- Activity: Look for the word "arrangement" in the entries below, then copy every line that has it.

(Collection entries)
* * * * *
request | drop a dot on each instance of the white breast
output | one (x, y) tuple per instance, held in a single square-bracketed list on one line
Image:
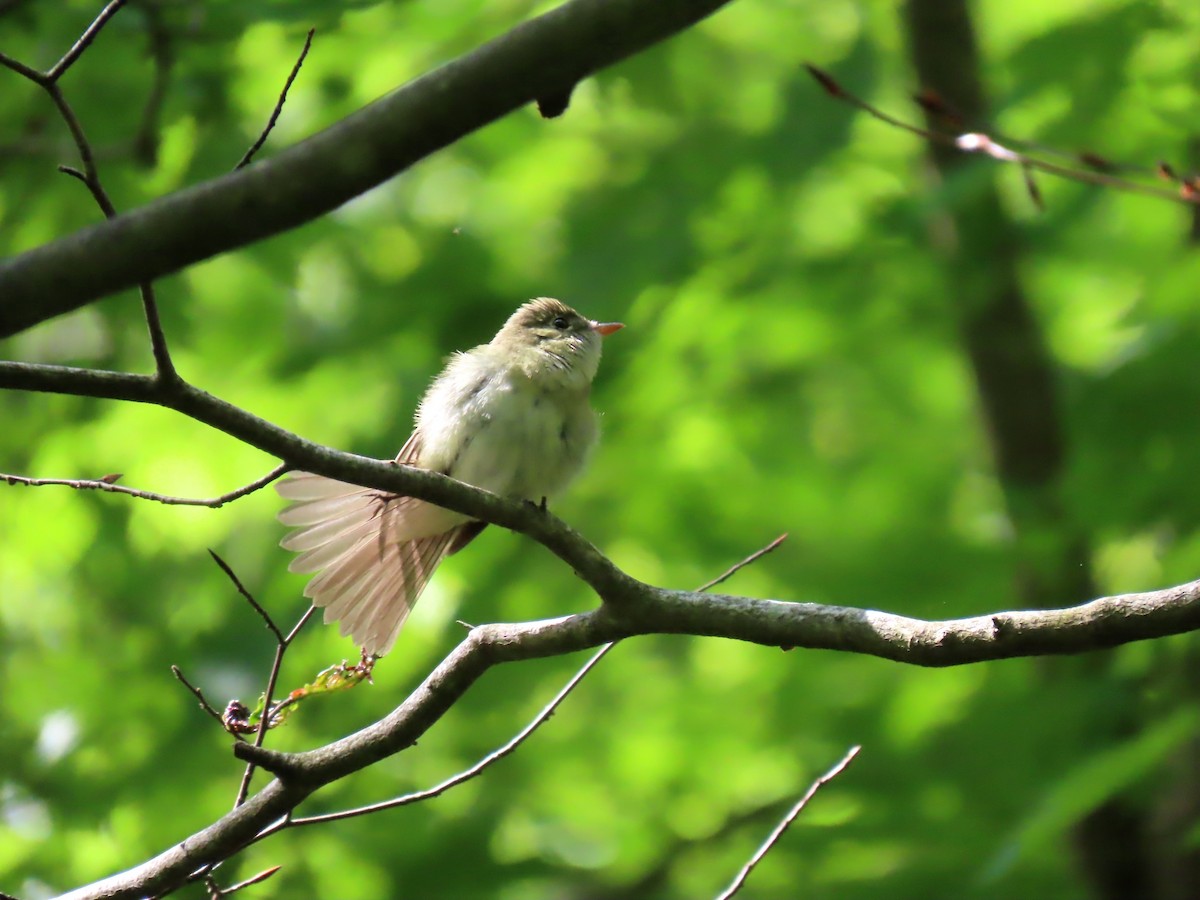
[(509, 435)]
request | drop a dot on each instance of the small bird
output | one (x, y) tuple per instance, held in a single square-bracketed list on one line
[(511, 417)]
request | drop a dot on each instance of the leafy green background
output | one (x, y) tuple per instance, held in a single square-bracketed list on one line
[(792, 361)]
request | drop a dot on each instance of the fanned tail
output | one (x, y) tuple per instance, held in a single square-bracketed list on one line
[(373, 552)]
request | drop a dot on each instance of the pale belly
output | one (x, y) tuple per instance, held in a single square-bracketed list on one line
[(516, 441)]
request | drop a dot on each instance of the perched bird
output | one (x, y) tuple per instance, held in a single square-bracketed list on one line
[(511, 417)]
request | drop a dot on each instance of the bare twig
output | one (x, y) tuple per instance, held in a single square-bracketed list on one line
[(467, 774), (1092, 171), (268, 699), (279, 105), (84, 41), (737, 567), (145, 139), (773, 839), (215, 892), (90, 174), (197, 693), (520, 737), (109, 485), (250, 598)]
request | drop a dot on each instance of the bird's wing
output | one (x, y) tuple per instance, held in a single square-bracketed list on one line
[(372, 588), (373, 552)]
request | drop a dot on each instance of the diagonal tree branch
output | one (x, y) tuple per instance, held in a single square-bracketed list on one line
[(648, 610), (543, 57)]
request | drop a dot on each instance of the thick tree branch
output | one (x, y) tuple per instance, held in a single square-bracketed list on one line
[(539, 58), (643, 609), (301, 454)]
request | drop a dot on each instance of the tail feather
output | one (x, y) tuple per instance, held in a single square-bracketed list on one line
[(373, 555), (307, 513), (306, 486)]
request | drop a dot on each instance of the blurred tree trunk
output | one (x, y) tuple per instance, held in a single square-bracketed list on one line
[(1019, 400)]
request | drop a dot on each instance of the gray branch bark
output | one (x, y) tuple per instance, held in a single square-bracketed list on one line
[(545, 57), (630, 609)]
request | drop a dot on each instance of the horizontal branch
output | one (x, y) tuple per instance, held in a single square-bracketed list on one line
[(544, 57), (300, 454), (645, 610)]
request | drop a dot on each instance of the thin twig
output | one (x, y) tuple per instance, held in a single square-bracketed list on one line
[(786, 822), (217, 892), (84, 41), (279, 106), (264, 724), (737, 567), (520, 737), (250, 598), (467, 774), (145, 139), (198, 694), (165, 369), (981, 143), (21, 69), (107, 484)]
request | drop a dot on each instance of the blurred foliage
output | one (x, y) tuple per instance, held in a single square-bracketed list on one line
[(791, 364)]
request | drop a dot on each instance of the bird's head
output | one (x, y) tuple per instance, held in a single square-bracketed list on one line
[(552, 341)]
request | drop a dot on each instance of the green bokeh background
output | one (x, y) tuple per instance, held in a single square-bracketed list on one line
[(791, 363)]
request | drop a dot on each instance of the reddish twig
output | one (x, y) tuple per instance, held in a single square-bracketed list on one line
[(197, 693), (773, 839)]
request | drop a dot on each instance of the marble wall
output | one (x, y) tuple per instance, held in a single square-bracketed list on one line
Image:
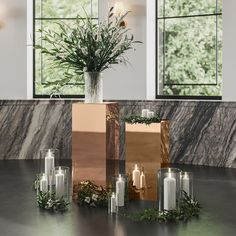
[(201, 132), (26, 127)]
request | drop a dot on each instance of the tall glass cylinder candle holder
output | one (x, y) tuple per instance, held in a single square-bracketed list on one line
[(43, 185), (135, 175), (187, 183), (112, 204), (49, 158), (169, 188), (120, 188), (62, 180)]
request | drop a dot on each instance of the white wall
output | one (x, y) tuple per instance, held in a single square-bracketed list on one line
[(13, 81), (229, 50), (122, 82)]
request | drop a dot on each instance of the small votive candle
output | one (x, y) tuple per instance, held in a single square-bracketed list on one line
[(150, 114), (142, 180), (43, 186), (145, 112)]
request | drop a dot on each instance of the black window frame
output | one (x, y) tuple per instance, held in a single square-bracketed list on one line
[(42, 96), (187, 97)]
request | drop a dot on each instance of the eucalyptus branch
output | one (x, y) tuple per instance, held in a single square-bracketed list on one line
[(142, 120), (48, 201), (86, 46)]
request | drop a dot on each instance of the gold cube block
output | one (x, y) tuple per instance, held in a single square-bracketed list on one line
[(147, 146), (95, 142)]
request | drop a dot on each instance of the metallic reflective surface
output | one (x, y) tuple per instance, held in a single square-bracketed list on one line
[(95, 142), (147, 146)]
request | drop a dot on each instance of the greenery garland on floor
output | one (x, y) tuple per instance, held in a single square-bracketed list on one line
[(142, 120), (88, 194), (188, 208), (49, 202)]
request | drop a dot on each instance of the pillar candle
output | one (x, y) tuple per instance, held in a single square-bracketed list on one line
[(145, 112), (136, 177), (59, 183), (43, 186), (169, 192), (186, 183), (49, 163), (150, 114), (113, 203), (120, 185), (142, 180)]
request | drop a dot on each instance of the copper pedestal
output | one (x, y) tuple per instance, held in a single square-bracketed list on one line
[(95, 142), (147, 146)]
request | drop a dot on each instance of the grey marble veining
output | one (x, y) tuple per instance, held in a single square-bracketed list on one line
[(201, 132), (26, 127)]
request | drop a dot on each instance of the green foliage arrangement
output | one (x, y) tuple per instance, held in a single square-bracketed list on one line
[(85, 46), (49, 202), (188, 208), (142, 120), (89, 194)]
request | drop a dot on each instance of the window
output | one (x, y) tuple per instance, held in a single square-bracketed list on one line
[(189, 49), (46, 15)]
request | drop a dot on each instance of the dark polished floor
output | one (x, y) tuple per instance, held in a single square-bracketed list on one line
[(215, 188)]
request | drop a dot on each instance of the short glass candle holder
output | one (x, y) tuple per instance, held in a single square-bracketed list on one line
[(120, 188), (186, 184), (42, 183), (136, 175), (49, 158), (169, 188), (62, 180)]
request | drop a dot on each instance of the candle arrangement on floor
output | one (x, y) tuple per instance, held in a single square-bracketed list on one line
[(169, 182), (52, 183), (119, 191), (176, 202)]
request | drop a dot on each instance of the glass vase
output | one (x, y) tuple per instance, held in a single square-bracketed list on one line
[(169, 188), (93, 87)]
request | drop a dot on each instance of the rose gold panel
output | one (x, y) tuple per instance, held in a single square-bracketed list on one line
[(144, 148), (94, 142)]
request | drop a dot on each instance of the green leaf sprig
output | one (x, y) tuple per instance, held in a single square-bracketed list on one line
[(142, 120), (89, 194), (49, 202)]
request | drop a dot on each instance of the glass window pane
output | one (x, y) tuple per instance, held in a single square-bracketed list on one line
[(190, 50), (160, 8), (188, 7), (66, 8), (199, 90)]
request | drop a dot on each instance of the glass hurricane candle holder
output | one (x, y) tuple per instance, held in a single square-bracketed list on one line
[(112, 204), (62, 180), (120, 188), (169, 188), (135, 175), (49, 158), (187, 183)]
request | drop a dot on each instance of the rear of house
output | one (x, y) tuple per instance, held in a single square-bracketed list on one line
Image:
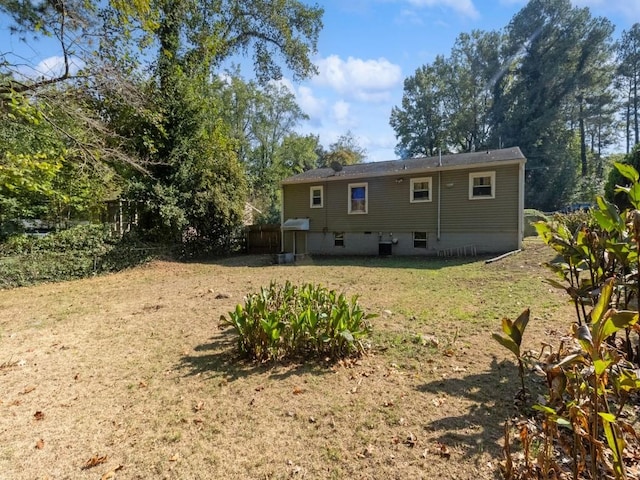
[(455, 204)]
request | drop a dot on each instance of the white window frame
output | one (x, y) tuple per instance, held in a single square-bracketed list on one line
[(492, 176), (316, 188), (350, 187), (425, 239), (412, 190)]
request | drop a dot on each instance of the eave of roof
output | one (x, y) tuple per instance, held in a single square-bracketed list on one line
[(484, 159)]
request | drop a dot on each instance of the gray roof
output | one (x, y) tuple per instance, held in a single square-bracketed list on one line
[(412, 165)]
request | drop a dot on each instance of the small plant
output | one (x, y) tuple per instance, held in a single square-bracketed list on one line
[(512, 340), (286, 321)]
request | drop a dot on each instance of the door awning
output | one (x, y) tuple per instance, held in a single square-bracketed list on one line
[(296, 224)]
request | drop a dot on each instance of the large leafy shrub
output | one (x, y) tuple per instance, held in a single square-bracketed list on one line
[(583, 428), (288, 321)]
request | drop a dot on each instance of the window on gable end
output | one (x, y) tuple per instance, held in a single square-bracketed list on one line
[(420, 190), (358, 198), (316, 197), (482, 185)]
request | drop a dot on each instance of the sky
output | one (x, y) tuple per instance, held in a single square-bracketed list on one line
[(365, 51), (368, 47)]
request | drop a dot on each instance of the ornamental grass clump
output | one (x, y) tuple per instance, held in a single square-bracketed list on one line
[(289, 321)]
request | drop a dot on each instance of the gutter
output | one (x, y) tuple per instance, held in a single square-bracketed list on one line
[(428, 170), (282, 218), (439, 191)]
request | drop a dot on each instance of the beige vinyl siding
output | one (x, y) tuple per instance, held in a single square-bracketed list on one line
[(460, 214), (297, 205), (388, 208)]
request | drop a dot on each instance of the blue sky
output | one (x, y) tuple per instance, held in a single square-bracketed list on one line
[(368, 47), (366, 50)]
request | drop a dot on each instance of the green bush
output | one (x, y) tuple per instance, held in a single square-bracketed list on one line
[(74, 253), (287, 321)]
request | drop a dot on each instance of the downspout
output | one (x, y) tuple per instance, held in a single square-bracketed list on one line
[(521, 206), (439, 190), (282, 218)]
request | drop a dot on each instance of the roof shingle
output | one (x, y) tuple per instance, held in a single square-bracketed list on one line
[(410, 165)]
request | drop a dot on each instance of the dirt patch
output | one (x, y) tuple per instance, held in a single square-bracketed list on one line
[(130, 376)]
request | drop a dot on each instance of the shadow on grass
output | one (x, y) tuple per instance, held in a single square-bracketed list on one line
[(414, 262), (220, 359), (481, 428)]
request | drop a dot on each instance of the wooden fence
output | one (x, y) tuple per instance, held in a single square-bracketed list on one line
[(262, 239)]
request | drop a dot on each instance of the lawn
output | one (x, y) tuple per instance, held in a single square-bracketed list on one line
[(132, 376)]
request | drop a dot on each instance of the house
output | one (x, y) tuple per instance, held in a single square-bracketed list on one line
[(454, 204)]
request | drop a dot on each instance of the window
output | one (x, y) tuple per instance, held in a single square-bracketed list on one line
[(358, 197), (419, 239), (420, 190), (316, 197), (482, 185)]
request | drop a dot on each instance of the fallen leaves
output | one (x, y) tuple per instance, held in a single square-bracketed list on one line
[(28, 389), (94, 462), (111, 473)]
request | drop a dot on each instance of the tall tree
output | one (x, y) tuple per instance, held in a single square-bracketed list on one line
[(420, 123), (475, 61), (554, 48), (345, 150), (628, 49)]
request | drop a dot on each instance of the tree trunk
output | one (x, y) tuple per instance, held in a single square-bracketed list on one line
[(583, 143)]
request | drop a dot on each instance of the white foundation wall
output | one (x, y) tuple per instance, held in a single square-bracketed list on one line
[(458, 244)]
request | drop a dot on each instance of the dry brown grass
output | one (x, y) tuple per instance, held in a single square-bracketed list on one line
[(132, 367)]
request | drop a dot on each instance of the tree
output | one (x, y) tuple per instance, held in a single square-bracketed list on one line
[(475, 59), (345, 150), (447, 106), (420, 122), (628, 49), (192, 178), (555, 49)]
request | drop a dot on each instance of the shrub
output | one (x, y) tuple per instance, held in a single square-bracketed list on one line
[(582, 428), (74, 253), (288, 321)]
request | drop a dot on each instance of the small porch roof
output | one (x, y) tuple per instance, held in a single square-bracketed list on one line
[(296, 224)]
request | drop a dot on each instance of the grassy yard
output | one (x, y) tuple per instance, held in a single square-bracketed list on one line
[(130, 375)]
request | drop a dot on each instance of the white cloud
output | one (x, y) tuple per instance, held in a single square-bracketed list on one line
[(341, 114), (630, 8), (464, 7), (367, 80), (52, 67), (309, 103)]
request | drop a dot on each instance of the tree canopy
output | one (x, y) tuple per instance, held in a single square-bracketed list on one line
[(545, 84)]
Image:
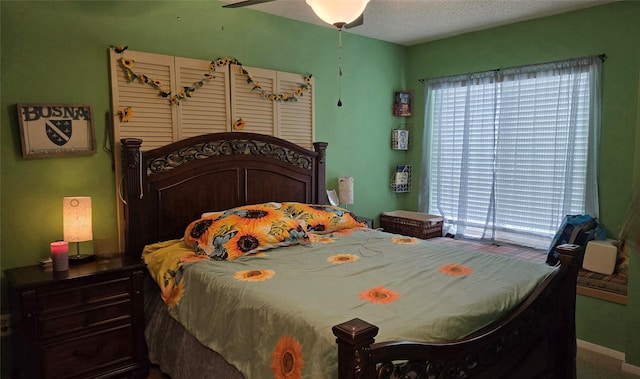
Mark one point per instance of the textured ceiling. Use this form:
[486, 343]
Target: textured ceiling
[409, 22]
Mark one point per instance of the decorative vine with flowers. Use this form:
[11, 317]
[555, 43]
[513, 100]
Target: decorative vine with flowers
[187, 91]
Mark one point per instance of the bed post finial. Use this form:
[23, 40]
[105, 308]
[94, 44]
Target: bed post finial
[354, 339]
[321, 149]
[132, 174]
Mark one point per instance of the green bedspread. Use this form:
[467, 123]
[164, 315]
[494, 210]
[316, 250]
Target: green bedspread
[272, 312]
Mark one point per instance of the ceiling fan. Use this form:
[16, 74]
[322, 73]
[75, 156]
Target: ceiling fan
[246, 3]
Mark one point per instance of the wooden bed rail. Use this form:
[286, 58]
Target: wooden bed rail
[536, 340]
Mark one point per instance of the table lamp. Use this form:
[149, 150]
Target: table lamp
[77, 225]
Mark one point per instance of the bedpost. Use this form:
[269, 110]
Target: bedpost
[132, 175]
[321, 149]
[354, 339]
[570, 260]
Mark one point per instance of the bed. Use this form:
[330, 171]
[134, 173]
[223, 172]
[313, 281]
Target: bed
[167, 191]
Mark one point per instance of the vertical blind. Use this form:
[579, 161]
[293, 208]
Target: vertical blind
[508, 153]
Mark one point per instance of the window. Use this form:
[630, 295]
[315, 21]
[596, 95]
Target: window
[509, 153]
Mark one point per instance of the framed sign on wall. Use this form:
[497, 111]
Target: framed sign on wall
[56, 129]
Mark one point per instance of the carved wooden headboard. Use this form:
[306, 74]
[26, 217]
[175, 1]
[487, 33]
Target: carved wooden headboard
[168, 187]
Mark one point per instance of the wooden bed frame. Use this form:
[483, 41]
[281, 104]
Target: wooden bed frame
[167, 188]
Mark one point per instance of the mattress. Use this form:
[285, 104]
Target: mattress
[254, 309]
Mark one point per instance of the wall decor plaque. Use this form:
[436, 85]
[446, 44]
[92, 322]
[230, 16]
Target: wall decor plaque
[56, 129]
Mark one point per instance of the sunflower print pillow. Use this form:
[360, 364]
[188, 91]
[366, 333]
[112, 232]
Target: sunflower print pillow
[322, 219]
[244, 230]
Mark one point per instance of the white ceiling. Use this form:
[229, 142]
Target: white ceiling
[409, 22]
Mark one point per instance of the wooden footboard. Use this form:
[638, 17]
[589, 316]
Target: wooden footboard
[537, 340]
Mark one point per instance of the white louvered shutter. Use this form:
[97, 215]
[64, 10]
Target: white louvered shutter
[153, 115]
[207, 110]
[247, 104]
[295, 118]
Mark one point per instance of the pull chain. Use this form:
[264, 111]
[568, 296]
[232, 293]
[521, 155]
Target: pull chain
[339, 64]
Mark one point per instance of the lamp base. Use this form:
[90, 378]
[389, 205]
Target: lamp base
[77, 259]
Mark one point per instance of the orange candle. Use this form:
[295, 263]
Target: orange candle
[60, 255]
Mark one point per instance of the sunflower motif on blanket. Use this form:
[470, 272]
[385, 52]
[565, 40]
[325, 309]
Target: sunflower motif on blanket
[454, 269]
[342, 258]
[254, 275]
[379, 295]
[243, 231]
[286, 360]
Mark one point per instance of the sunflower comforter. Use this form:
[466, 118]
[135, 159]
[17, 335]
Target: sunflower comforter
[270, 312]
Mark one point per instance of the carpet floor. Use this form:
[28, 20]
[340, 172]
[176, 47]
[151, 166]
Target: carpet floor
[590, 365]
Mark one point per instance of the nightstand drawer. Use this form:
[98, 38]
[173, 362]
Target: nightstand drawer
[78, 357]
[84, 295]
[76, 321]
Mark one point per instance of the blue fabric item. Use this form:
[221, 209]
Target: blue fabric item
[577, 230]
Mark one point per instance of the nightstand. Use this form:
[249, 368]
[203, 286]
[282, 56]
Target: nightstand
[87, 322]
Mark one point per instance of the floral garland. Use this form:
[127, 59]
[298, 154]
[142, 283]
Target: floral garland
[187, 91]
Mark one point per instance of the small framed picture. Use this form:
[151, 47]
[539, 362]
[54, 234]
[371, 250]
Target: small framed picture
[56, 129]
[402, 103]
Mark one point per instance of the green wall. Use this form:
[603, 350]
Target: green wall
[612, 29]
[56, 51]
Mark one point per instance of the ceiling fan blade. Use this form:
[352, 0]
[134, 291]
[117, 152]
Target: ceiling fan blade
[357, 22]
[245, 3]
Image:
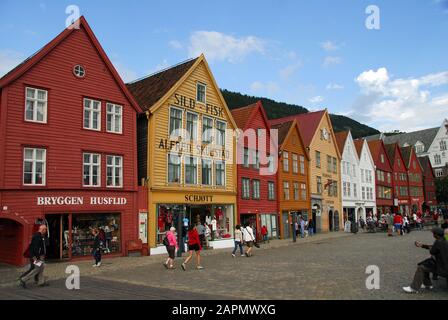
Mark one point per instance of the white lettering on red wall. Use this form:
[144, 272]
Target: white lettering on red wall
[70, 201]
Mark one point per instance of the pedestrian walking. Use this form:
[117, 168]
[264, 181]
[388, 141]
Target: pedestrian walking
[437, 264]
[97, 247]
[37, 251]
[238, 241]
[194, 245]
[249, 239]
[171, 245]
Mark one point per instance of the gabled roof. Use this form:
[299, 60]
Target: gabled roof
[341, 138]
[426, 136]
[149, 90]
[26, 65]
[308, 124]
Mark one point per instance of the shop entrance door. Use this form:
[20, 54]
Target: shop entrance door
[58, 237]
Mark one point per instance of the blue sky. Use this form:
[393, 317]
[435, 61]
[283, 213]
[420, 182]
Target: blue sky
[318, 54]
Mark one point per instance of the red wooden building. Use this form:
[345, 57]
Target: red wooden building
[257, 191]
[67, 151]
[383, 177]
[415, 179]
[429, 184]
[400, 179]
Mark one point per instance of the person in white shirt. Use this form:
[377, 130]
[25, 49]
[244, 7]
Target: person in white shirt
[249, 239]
* * * * *
- Response to the task:
request | drop a dot on each instance of the green foliage arrangement
request | drop a dot on each instance of the candle arrangement on floor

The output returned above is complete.